Instructions for the task -> Only the text belongs in the copy: retype each record exactly as it appears.

Data for review ->
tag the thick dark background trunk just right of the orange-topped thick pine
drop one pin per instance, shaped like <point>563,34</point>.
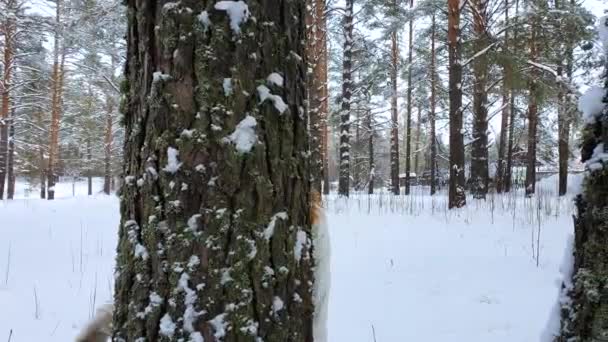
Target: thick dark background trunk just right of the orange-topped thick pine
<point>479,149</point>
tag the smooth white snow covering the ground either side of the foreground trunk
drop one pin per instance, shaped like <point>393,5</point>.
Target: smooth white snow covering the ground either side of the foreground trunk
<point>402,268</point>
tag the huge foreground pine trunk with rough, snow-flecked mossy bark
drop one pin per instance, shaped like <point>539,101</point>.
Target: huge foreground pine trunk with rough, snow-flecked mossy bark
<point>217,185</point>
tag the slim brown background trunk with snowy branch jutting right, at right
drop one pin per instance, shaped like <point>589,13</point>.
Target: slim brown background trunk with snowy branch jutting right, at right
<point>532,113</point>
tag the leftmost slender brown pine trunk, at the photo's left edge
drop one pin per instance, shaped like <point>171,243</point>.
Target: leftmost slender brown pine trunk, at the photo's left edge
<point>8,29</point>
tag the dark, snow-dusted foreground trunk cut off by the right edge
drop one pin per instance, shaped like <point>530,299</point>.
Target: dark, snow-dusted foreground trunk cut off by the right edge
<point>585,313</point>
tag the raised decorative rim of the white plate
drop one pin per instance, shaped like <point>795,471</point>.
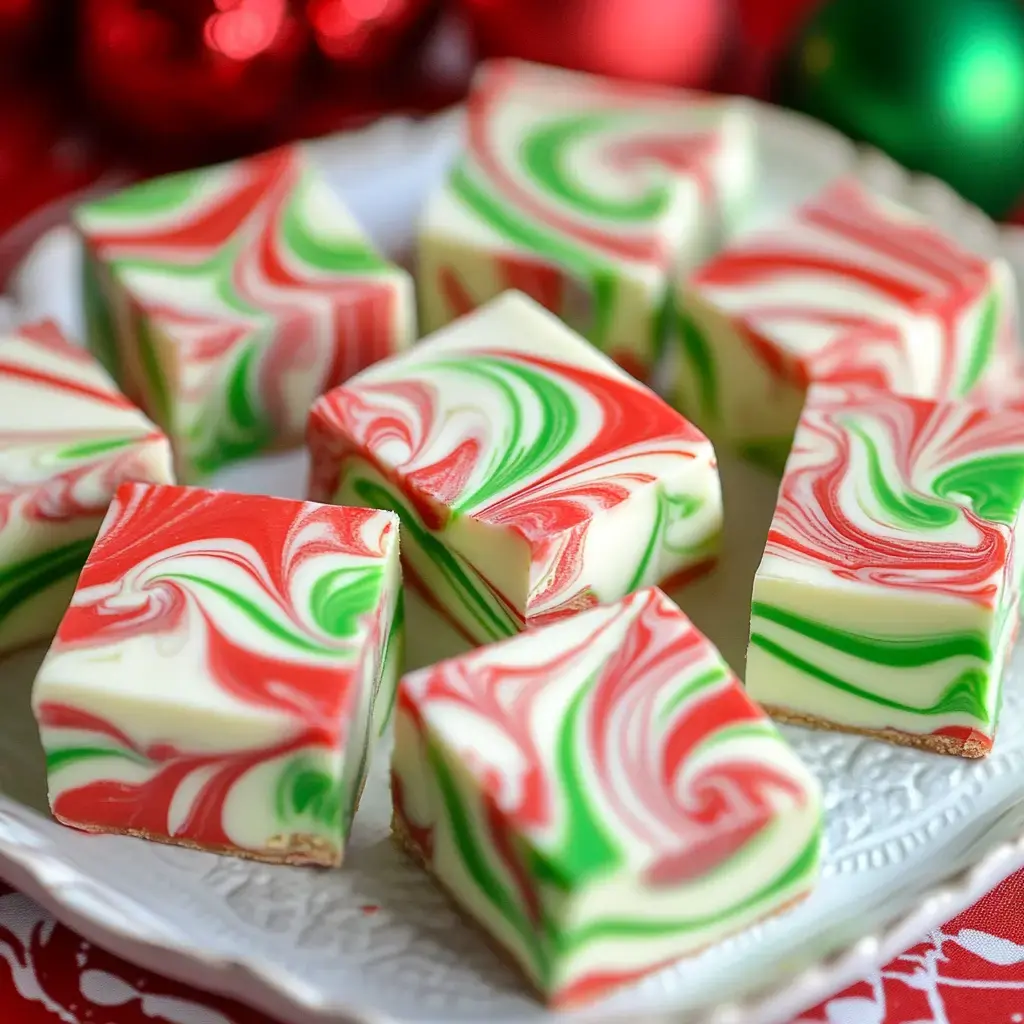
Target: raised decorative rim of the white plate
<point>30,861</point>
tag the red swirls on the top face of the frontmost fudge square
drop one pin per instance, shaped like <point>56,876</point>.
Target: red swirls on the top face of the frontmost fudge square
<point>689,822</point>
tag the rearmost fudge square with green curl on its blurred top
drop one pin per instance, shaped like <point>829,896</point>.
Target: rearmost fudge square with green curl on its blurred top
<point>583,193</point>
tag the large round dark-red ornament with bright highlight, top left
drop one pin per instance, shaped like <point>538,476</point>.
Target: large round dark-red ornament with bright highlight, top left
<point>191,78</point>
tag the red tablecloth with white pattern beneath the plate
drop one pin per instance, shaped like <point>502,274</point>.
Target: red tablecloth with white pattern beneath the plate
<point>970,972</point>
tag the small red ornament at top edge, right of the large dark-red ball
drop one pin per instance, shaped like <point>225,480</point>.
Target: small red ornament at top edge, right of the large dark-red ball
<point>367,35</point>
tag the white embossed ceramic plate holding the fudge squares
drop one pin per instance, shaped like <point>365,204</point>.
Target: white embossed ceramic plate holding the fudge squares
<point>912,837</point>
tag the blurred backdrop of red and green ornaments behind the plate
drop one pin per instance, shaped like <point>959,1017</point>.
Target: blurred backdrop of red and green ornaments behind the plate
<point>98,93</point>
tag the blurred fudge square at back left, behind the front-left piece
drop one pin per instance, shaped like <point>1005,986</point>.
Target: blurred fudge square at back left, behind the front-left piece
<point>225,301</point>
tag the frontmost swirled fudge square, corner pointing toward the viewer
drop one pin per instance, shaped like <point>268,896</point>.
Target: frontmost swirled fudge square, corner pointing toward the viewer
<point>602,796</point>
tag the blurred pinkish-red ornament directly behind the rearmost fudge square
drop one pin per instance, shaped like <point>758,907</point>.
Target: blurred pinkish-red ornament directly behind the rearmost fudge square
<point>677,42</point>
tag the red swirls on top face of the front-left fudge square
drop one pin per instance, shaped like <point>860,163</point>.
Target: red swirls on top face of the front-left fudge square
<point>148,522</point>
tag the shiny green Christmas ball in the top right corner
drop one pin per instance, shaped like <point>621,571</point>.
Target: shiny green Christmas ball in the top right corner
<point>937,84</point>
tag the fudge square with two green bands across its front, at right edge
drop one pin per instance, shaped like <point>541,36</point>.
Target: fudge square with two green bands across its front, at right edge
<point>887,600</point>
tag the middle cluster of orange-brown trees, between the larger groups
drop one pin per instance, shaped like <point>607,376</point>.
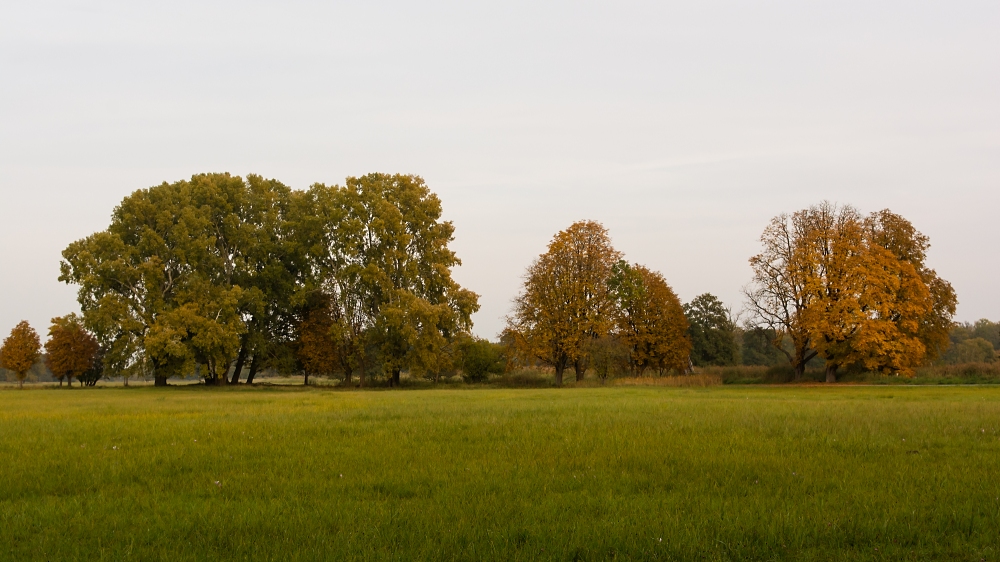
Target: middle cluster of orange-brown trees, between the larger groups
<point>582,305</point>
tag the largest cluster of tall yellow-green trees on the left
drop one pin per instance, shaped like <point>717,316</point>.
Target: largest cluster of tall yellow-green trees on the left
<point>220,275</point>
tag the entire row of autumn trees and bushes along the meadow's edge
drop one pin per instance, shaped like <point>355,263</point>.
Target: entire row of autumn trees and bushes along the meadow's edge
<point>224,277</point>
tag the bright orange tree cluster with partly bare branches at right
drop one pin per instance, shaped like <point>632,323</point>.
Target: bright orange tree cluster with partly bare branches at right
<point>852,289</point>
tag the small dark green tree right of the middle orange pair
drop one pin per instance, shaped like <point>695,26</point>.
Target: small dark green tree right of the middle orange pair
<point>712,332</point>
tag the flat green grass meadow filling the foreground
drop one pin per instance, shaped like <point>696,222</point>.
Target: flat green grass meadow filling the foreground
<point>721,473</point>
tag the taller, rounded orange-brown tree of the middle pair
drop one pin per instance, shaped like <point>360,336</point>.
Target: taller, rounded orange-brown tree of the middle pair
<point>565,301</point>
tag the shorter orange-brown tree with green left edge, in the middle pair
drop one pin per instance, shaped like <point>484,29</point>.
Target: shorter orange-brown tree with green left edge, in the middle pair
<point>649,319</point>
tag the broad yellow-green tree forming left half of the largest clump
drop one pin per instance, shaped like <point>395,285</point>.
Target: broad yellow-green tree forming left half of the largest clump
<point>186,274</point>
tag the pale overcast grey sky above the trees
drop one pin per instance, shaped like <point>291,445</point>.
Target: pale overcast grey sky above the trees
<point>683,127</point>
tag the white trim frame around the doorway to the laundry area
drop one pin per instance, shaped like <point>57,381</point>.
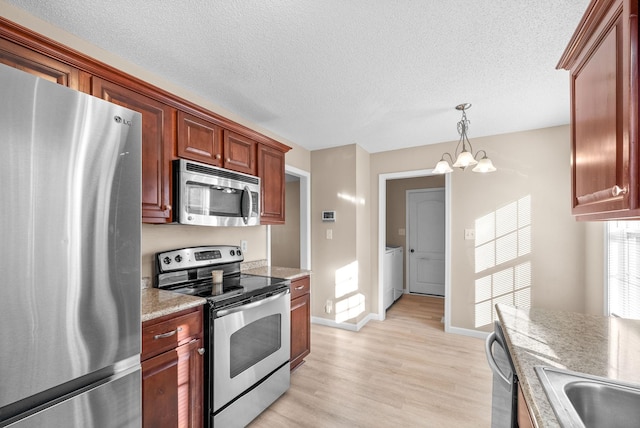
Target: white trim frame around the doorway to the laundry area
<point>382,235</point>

Solution for this problem ->
tag the thick dark background trunk just right of the orange-topped thick pine
drop one pin per instance, shaped like <point>563,34</point>.
Target: thick dark background trunk just right of the orange-topped thick pine
<point>479,149</point>
tag the smooth white snow covering the ground either side of the foreground trunk
drop one pin per instance, shaped like <point>393,5</point>.
Target: smooth white snow covering the ground either side of the foreground trunk
<point>402,268</point>
tag the huge foreground pine trunk with rough, snow-flecked mossy bark
drop one pin per instance, shaped like <point>539,101</point>.
Target: huge foreground pine trunk with rough, snow-flecked mossy bark
<point>217,185</point>
tag the slim brown background trunk with snowy branch jutting right, at right
drop one pin per instance, shaped like <point>589,13</point>.
Target: slim brown background trunk with snowy branch jutting right, at right
<point>532,113</point>
tag the leftmost slender brown pine trunk, at the photo's left edge
drop one pin per instance, shaped like <point>171,243</point>.
Target: leftmost slender brown pine trunk, at the photo's left edge
<point>8,29</point>
tag the dark, snow-dusted foreground trunk cut off by the right edge
drop one pin per instance, shaped like <point>530,299</point>.
Target: dark, snow-dusted foreground trunk cut off by the right edge
<point>585,313</point>
tag the raised decorative rim of the white plate
drop one pin per instance, shaped like <point>795,471</point>.
Target: raised decorative rim of the white plate
<point>30,861</point>
tag the red swirls on the top face of the frontmost fudge square
drop one pin per instance, shaped like <point>56,876</point>.
Target: red swirls on the top face of the frontmost fudge square
<point>689,822</point>
tag the rearmost fudge square with green curl on its blurred top
drop one pin per instance, shaped like <point>829,896</point>.
Target: rearmost fudge square with green curl on its blurred top
<point>583,193</point>
tag the large round dark-red ornament with bright highlight, top left
drop one pin per instance, shaped like <point>538,476</point>.
Target: large round dark-red ornament with bright highlight, top left
<point>191,78</point>
tag the red tablecloth with white pattern beneath the plate
drop one pin per instance, shaped like <point>502,274</point>.
Target: red tablecloth with white pattern beneath the plate
<point>970,972</point>
tag the small red ornament at top edge, right of the large dark-red ball
drop one pin per instance, shaped like <point>225,480</point>.
Target: small red ornament at top edge, right of the large dark-red ball
<point>367,35</point>
tag the white embossed ceramic plate holding the fudge squares
drop one pin per instance, shaped like <point>365,204</point>.
Target: white embossed ceramic plate holding the fudge squares
<point>912,837</point>
tag the blurred backdrop of red and green ornaments behind the plate
drop one pin per instance, shaped like <point>959,1017</point>.
Target: blurred backdrop of red and green ornaments behind the plate
<point>98,93</point>
tag the blurred fudge square at back left, behind the front-left piece
drop one pin per instance, shaped like <point>1005,986</point>.
Target: blurred fudge square at back left, behind the front-left piece
<point>225,301</point>
tag the frontmost swirled fudge square, corner pointing toward the viewer
drop one pin per instance, shaped like <point>268,896</point>.
Target: frontmost swirled fudge square, corner pointing toward the viewer
<point>602,796</point>
tag the blurred pinkish-red ornament directly behind the rearmost fudge square
drop one pin per instance, shaped like <point>758,907</point>.
Target: blurred pinkish-red ornament directly behind the rearmost fudge square
<point>677,42</point>
tag the red swirls on top face of the front-left fudge square
drop one pin per instance, shaped like <point>860,163</point>.
Target: red swirls on top face of the front-left fudge square
<point>148,522</point>
tag the shiny green Christmas ball in the top right corner
drop one pin per instance, shaped like <point>621,571</point>.
Target: shiny green Christmas ball in the top right corner
<point>937,84</point>
tag the fudge square with two green bands across its front, at right edge
drop one pin per instance, shaped like <point>541,36</point>.
Target: fudge square with two green bands across its front, at right edge
<point>887,600</point>
tag the middle cluster of orange-brown trees, between the larger groups
drop one pin per instance, shaped like <point>607,376</point>.
Target: middle cluster of orange-brown trees, between the larger groups
<point>582,305</point>
tag the largest cluster of tall yellow-green trees on the left
drop one pin per instance, shaped like <point>717,316</point>.
Target: largest cluster of tall yellow-green trees on the left
<point>220,275</point>
tag the entire row of autumn trees and bushes along the meadow's edge
drop one pin per instance, shaped like <point>355,263</point>.
Target: entire row of autumn trees and bushes along the meadow's edge
<point>224,277</point>
tag the bright orange tree cluster with partly bare branches at right
drop one pin per instance, shaped like <point>632,323</point>.
Target: bright orange tree cluster with partly bare branches at right
<point>852,289</point>
tag the small dark green tree right of the middle orange pair
drop one pin per instance, shaped like <point>695,26</point>.
Target: small dark green tree right of the middle orange pair
<point>712,332</point>
tag the flat green grass meadow filling the foreground
drop one pin per instance, shaped like <point>696,222</point>.
Target: flat green grass meadow filling the foreground
<point>721,473</point>
tag the taller, rounded orange-brown tree of the middle pair
drop one pin per instance, shaped like <point>360,336</point>.
Target: taller, rounded orange-brown tree of the middle pair
<point>565,301</point>
tag the shorter orange-brown tree with green left edge, in the middle pair
drop one pin per instance, shaped like <point>484,29</point>.
Target: shorter orange-brown tree with green left edge, in the middle pair
<point>649,319</point>
tag the broad yellow-green tree forming left half of the largest clump
drop one pin per instance, shaped like <point>395,285</point>.
Target: broad yellow-green tree forming left half of the largest clump
<point>186,274</point>
tag the pale overcast grey sky above the trees
drop one pin per instance, shaped like <point>291,445</point>.
Target: pale overcast grey sky above the trees
<point>683,127</point>
tag the white trim frame around the doorway to the laundry area
drop one pin per instance, shaped like <point>57,381</point>.
Target: white trim frame around the doorway to the laundry area
<point>382,235</point>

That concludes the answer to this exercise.